**Task objective:**
From the top of the entries below through the line containing "77L150 81L157 82L159", return every line exactly as written, please, and stop there.

=== Information provided ===

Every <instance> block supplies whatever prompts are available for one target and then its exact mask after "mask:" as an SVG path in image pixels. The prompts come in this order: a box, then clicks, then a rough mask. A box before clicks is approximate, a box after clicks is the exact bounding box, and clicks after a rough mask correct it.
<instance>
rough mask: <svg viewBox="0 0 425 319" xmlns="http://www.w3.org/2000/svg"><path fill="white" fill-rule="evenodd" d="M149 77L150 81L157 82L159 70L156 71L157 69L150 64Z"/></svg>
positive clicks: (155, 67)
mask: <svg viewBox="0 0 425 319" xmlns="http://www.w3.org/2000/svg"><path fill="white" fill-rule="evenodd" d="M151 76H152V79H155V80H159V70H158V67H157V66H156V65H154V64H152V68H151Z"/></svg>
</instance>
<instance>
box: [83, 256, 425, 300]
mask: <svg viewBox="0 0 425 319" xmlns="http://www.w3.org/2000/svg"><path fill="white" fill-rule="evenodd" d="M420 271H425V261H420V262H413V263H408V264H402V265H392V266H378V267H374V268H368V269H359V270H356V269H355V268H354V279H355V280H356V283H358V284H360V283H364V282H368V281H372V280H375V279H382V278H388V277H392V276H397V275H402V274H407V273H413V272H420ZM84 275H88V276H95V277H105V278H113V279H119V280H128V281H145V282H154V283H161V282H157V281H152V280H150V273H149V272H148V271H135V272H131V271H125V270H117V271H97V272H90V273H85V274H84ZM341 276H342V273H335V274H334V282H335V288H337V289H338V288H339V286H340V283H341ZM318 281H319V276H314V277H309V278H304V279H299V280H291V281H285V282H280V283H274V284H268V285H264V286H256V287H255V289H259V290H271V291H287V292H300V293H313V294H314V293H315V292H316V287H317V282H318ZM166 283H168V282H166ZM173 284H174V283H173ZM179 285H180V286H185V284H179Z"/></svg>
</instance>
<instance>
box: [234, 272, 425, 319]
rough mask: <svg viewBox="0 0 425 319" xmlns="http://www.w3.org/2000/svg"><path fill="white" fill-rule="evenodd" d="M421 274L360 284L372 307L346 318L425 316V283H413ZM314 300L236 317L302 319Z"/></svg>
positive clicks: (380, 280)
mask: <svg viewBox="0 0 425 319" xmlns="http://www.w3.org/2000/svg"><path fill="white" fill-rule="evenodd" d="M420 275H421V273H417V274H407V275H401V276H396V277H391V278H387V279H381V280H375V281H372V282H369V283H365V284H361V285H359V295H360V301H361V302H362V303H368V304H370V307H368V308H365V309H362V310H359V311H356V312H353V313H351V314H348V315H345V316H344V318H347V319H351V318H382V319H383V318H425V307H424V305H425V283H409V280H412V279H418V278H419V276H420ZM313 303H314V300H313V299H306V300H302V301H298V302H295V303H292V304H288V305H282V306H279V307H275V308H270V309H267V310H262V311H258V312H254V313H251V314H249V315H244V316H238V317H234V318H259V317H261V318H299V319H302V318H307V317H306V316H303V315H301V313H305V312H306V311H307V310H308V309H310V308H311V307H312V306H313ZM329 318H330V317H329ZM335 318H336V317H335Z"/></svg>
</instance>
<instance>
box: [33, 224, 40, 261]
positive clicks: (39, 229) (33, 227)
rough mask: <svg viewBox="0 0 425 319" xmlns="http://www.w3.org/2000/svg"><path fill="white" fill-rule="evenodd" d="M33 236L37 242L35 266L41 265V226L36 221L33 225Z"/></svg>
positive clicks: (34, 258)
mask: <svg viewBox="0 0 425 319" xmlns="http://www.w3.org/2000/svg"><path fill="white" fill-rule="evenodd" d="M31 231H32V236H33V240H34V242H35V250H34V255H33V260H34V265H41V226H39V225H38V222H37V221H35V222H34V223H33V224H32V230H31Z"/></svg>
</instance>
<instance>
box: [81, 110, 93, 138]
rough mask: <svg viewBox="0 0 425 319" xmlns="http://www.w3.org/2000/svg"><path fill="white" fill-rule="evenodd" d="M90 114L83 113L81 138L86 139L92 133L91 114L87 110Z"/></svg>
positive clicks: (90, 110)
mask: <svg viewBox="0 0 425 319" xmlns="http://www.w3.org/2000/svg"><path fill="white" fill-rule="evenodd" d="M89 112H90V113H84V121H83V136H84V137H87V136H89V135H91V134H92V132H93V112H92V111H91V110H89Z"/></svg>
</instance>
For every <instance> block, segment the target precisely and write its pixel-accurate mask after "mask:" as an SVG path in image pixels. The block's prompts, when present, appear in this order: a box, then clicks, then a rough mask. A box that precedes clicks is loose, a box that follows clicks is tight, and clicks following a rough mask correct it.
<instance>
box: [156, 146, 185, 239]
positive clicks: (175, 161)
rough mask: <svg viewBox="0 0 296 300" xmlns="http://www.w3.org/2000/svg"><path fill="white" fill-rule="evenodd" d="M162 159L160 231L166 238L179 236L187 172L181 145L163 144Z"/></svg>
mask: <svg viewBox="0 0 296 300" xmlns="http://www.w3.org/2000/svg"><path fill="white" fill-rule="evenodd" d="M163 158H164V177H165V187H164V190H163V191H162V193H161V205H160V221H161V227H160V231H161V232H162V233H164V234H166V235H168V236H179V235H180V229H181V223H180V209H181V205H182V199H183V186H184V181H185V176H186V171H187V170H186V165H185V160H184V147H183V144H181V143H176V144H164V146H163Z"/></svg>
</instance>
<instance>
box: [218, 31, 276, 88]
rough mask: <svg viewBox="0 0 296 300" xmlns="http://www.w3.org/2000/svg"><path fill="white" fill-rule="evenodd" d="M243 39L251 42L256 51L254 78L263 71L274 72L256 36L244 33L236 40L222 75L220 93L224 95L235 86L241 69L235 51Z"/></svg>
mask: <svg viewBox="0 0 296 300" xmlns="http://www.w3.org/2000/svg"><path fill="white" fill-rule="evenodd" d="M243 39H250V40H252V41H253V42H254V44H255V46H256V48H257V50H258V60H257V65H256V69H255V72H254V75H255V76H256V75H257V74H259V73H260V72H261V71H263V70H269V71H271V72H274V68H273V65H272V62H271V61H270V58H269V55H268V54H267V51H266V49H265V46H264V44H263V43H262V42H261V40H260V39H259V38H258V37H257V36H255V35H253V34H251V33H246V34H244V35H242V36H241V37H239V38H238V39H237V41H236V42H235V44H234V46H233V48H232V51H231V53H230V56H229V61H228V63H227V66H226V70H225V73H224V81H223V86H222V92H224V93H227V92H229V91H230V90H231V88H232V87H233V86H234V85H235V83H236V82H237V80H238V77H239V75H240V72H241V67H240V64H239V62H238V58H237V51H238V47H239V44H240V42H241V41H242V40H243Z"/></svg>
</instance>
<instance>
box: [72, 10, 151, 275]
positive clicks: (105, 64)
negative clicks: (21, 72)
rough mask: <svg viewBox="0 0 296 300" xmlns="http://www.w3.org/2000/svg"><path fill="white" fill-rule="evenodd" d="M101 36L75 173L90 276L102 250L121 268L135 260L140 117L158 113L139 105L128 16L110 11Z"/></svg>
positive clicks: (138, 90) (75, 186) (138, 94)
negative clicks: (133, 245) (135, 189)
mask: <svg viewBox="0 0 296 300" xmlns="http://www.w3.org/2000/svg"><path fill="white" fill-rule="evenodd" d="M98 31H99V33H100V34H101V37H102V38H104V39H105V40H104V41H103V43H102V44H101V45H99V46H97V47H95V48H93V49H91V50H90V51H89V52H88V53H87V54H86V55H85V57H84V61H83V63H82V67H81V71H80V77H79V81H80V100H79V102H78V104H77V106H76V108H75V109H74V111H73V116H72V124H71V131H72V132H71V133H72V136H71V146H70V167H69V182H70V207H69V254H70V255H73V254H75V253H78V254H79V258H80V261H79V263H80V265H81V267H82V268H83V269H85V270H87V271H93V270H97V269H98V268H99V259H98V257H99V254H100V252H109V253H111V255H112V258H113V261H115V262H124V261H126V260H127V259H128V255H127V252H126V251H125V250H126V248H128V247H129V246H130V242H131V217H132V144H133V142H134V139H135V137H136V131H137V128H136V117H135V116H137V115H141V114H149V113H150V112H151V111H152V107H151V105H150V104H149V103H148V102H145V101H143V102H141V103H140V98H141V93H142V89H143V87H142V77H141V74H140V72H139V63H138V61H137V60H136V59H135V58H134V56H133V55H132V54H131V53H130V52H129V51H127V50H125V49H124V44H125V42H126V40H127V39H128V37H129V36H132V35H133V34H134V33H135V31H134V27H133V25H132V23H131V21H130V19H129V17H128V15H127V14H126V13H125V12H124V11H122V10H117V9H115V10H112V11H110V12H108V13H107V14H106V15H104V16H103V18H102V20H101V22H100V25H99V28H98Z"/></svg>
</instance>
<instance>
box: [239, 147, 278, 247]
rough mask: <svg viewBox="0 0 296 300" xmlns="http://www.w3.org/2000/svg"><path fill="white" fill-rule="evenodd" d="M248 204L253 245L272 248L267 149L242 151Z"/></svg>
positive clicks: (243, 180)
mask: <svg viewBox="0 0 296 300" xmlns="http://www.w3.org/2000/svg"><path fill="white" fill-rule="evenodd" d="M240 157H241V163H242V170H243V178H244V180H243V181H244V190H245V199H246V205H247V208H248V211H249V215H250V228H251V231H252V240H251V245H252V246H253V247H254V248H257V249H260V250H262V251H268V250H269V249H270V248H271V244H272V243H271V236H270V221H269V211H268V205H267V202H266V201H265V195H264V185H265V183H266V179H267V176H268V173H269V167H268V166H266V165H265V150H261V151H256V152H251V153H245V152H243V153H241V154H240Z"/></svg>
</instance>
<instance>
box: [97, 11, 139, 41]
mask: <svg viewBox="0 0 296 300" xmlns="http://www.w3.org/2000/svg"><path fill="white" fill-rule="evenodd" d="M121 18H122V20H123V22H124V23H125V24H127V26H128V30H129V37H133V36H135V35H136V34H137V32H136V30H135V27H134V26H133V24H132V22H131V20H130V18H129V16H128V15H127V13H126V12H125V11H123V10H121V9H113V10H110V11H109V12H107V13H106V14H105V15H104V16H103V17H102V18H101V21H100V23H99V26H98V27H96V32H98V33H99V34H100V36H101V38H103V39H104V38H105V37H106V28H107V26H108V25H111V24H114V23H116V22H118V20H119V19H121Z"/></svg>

===

**Problem solution:**
Every <instance> block supplies whatever prompts are available for one target and then its exact mask after "mask:" as an SVG path in image pixels. The prompts come in this order: a box, then clicks, then a rough mask. A box before clicks is approximate, a box after clicks is the exact bounding box, and clicks after a rough mask correct it.
<instance>
rough mask: <svg viewBox="0 0 425 319" xmlns="http://www.w3.org/2000/svg"><path fill="white" fill-rule="evenodd" d="M149 77L150 81L157 82L159 70L156 71L157 69L150 64Z"/></svg>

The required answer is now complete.